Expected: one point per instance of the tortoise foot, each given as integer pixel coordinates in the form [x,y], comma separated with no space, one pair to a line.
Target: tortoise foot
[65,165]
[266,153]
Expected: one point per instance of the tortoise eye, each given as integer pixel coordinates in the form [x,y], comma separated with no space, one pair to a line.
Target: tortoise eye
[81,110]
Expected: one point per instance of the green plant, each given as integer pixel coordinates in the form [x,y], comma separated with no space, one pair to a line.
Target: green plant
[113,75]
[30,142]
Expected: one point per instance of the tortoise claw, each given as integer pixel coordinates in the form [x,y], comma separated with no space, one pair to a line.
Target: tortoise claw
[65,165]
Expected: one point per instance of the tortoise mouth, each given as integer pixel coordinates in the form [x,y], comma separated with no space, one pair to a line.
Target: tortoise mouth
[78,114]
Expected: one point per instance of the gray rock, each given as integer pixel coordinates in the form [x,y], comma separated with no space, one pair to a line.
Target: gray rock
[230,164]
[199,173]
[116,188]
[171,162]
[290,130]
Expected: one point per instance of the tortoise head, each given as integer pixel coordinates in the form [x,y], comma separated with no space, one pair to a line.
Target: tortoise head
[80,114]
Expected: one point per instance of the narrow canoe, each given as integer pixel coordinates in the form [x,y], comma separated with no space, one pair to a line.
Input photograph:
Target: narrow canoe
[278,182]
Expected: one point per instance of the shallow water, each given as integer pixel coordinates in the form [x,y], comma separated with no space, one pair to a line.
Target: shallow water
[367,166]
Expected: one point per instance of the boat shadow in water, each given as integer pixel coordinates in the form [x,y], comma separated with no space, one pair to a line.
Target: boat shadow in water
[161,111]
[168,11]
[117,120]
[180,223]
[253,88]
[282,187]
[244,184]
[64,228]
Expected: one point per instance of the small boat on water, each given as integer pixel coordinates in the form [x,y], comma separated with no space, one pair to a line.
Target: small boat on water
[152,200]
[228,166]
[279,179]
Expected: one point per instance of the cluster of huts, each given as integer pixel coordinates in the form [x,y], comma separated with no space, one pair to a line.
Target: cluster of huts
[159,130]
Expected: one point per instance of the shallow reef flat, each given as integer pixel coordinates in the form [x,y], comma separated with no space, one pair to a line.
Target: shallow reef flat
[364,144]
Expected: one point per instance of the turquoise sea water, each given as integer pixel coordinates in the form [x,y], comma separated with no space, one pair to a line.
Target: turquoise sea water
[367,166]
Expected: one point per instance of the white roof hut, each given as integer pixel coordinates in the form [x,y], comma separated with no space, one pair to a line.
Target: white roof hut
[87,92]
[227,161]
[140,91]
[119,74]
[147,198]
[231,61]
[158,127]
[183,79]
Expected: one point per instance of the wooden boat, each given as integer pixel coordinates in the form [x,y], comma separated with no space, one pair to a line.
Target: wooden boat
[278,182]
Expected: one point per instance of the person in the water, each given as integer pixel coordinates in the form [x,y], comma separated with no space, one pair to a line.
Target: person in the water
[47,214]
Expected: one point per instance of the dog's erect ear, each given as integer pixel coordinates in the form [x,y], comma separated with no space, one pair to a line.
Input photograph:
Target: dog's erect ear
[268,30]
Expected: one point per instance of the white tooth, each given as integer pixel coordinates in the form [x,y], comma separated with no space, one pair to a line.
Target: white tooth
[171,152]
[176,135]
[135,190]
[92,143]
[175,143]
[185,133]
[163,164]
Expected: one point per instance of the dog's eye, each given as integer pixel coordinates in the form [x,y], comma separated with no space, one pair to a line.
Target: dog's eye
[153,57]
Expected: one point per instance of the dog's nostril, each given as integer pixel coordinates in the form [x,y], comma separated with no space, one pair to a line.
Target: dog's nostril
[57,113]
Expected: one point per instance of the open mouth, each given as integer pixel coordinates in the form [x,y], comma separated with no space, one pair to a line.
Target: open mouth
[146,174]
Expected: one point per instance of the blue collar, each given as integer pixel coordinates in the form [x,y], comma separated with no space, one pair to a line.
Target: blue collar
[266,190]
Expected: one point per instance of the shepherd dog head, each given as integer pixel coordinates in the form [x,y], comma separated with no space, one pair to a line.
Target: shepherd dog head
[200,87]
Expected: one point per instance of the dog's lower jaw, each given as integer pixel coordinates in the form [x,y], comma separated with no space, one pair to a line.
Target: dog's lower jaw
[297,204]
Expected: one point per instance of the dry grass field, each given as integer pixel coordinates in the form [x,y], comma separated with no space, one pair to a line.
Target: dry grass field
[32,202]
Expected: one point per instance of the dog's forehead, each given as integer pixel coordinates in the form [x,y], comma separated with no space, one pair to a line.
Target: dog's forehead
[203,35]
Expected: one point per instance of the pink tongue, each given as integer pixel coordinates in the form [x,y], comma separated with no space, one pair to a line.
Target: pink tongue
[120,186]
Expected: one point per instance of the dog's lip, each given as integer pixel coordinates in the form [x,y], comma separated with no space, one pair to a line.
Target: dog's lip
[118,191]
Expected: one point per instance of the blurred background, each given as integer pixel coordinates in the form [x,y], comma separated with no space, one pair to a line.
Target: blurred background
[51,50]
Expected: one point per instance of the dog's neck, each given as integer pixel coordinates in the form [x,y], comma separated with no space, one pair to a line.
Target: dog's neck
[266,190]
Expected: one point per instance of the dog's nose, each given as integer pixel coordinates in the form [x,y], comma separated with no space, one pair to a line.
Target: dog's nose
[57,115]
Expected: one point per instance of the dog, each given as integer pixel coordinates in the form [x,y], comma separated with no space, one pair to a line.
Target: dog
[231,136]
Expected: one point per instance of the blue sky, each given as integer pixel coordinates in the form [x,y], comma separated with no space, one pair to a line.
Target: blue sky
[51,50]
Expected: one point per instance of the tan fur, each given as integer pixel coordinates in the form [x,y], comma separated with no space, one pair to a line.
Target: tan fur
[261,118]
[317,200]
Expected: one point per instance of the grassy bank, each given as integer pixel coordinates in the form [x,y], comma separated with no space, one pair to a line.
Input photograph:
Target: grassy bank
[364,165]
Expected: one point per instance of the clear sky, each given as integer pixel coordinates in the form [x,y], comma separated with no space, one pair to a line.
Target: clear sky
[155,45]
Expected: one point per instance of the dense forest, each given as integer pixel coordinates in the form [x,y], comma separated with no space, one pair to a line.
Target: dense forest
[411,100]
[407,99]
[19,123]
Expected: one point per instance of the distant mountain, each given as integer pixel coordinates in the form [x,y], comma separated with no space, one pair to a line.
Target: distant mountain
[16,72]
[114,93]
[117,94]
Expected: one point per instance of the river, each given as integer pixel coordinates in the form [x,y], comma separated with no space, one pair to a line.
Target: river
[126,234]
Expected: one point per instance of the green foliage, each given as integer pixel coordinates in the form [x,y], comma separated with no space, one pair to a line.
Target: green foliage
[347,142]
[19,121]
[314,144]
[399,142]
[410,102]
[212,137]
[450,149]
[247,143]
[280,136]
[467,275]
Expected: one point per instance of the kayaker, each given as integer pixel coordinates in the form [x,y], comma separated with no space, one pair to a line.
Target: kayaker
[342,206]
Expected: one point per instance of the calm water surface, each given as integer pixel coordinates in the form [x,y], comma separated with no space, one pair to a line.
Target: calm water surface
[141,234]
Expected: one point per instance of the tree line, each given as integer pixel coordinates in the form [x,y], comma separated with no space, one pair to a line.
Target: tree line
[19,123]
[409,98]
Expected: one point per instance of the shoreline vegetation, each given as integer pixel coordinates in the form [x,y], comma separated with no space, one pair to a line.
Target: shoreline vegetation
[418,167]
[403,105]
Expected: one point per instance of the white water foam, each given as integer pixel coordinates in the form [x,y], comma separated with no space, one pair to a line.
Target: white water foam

**Aim of the task**
Please set down the whole listing above without altering a single line.

**Answer box**
Expected: one point per instance of the tortoise foot, each given as integer pixel coordinates in the form [x,y], comma separated with no space, one pair to a line.
Target: tortoise foot
[65,165]
[266,153]
Expected: one point per instance of the tortoise eye, each given as integer pixel coordinates in the form [x,y], comma separated with no space, one pair to a line.
Target: tortoise eye
[81,110]
Expected: one point per instance of the green plant, each given as integer pixel coordinates in the form [x,y], comma separated with no space, one pair to a line.
Target: green plant
[113,75]
[30,142]
Expected: one point per instance of the tortoise claw, each given as integer pixel coordinates in the form [x,y], comma separated with no space, one pair to a line.
Target: tortoise claw
[65,165]
Expected: one point per instance of the tortoise mouth, each given as integer pixel coordinates in the form [x,y], comma separated with no space, one pair to a line.
Target: tortoise mouth
[78,114]
Expected: one point per instance of the gray rock, each given as integer pixel coordinates in the form [x,y], comma separated with no space, one pair to a line.
Target: gray rock
[230,164]
[199,173]
[116,188]
[171,162]
[290,130]
Expected: one point per instance of the tortoise head, each given as integer pixel coordinates in the form [x,y], comma separated with no space, one pair to a line.
Target: tortoise head
[80,114]
Expected: one point per instance of the narrow canoe, each given as integer pixel coordinates in the form [x,y], comma separated with no space, one pair to a line.
Input photograph:
Target: narrow canoe
[278,182]
Expected: one point per instance of the shallow water, each given as integer pixel coordinates in the form [x,y], comma separated with no space, one pair to a line.
Target: shallow water
[367,166]
Expected: one point per instance of the boat shadow in water, each given as integer pixel coordinates in the form [x,y], comma separated with no space, one pair to a line.
Target: boat shadow in water
[161,111]
[168,11]
[117,120]
[180,223]
[253,88]
[282,187]
[244,184]
[64,228]
Expected: one point per instance of the small boat on water, each given as integer pixel coordinates in the form [x,y], comma separated with no space, one pair to a line.
Target: small boat on water
[152,200]
[228,166]
[279,179]
Expected: one point per instance of the cluster of huts, each given as integer pixel coordinates in the form [x,y], comma separated with no space, one pair to a line.
Target: cluster of huts
[159,130]
Expected: one point per instance of the shallow reef flat, each given as integer pixel coordinates in the form [x,y], comma separated with no space, one pair to a line.
Target: shallow reef flat
[364,144]
Expected: one point per instance of the turquoise sea water, each given as integer pixel coordinates in the form [x,y], comma separated with no space, one pair to a line.
Target: turquoise sea water
[367,166]
Expected: one point per instance of the white roof hut, each given as integer pixel coordinates in the form [x,y], comma separated with no space, one pair to a line.
Target: white roof hut
[87,92]
[227,161]
[140,91]
[119,74]
[147,198]
[231,61]
[158,127]
[183,79]
Expected: one point per instance of the wooden boat, each given as integer pixel coordinates in the form [x,y], comma separated with no space, one pair to a line.
Target: wooden boat
[278,182]
Expected: one point per instance of the person in the water, each given as integer pixel coordinates in the form [x,y], comma separated with no space, one pair to a line.
Target: person in the water
[47,214]
Expected: one point per instance of the dog's erect ear, each given as integer pixel coordinates in the form [x,y], comma separated with no space, one pair to a line.
Input photograph:
Target: dog's erect ear
[268,30]
Expected: one point per instance of the white tooth, each given as integer pixel coordinates in the form [x,y], comma separated with no space, one pair to a line.
Target: white tooth
[171,152]
[176,135]
[135,190]
[92,143]
[175,143]
[185,133]
[163,164]
Expected: one point per instance of the dog's eye, each given as integer pixel coordinates in the form [x,y], comma separated with no space, one pair to a line.
Target: dog's eye
[153,57]
Expected: one point per instance of the dog's nostril, each given as integer pixel coordinates in the form [x,y], comma separated with no space, one pair to a line.
Target: dog's nostril
[57,113]
Expected: one point per instance of the open mouth, each given as integer pixel coordinates in the form [x,y], comma separated with no space, one pair to a line.
Target: open mouth
[146,174]
Expected: one point per instance of the blue collar, each given as integer pixel coordinates in the form [x,y], comma separated with no space, one pair to a line.
Target: blue collar
[266,190]
Expected: one point per instance of the shepherd dog head, each given as integer pixel coordinates in the form [x,y], comma separated with no space, one pair to a line.
Target: shepherd dog head
[200,87]
Expected: one point per instance of the dog's lower jaw, each given as integer pixel coordinates in the form [x,y], comma separated with no space, one pair to a line.
Target: dog's lower jaw
[297,204]
Expected: one point per instance of the dry grass field, each given as integer pixel coordinates in the form [x,y], comma separated with no space, one pair to a line.
Target: dry grass field
[32,202]
Expected: one point per instance of the dog's forehead, each given as integer pixel coordinates in the form [x,y], comma separated with no space, one pair to a line.
Target: dog's forehead
[203,35]
Expected: one point per instance of the pink tongue, each given as integer pixel coordinates in the form [x,y], comma separated with no space, one pair to a line.
Target: pink tongue
[120,186]
Expected: one point per instance of the dog's lip, each given as integer pixel coordinates in the form [x,y], comma separated with no space, one pair to a line.
Target: dog's lip
[118,191]
Expected: one point per instance of the blurred background, each given as integer pixel coordinates in the form [x,y], comma separated with no space, one pair to a line.
Target: blurred background
[51,50]
Expected: one point per instance of the dog's neck, each given as integer pixel coordinates in the form [x,y], comma separated with no space, one pair to a line.
Target: dog's neck
[266,190]
Expected: one point per instance of the dog's nose, each given as integer pixel coordinates in the form [x,y], comma separated with no space, one pair to a line.
Target: dog's nose
[57,115]
Expected: one point per instance of the dog, each given as integer pixel coordinates in the form [x,y], comma separated with no space, one pair to a line.
Target: dog
[231,136]
Expected: one point per instance of the blue sky, each given as integer pixel coordinates in the form [x,y], comma separated with no space, one pair to a line.
Target: blue sky
[51,50]
Expected: one point per instance of the tan fur, each given as integer pixel coordinates in the form [x,y], comma separated with no space, one pair to a line.
Target: tan fur
[261,118]
[317,200]
Expected: one point per instance of the grassy bank, each given as integer pixel coordinates in the form [x,y], comma separated with no space, one pair to a line.
Input photograph:
Target: grassy bank
[364,165]
Expected: one point per instance of the clear sky, each given as integer pixel coordinates in the form [x,y], comma separated with no space, one pair to a line.
Target: clear sky
[155,45]
Expected: one point per instance of the dense forest, each given as integer pixel coordinates in the form [x,y], comma separated with no space, one pair to a line.
Target: dense forest
[411,100]
[407,99]
[19,123]
Expected: one point per instance of the distant mountain, each given as integer pixel coordinates in the form [x,y], comma separated with no space, one pair to a line.
Target: distant mountain
[16,72]
[114,93]
[117,94]
Expected: one point per instance of the river, each given as integer pixel coordinates in the form [x,y], comma separated with no space, one pair to a line.
Target: river
[126,234]
Expected: one point per instance of the green foliage, each given as integer pixel coordinates in the form [x,y], comma separated with no space, one pair to a line.
Target: green foliage
[347,142]
[19,121]
[314,144]
[399,142]
[410,102]
[212,137]
[450,149]
[247,143]
[280,136]
[467,275]
Expected: one point per instance of the kayaker, each given as integer pixel coordinates in the form [x,y], comma separated with no space, one pair to a line.
Target: kayaker
[342,206]
Expected: one point per instance of the calm water surface, each given as integer pixel coordinates in the form [x,y], comma separated with no space, one pair to a line.
Target: calm water surface
[141,234]
Expected: one point per instance of the tree line, each given as integer pixel coordinates in the form [x,y], comma separated with no space, one pair to a line.
Target: tree line
[19,123]
[409,98]
Expected: one point per instance of the shoreline vegetation, each given as integer pixel coordinates in the form [x,y], comma separated with no space, one pair to a line.
Target: shoreline vegetation
[418,167]
[403,105]
Expected: one point per instance of the white water foam, each given as integer pixel coordinates in the form [x,y], comma separated with no space, one pair to a line.
Target: white water foam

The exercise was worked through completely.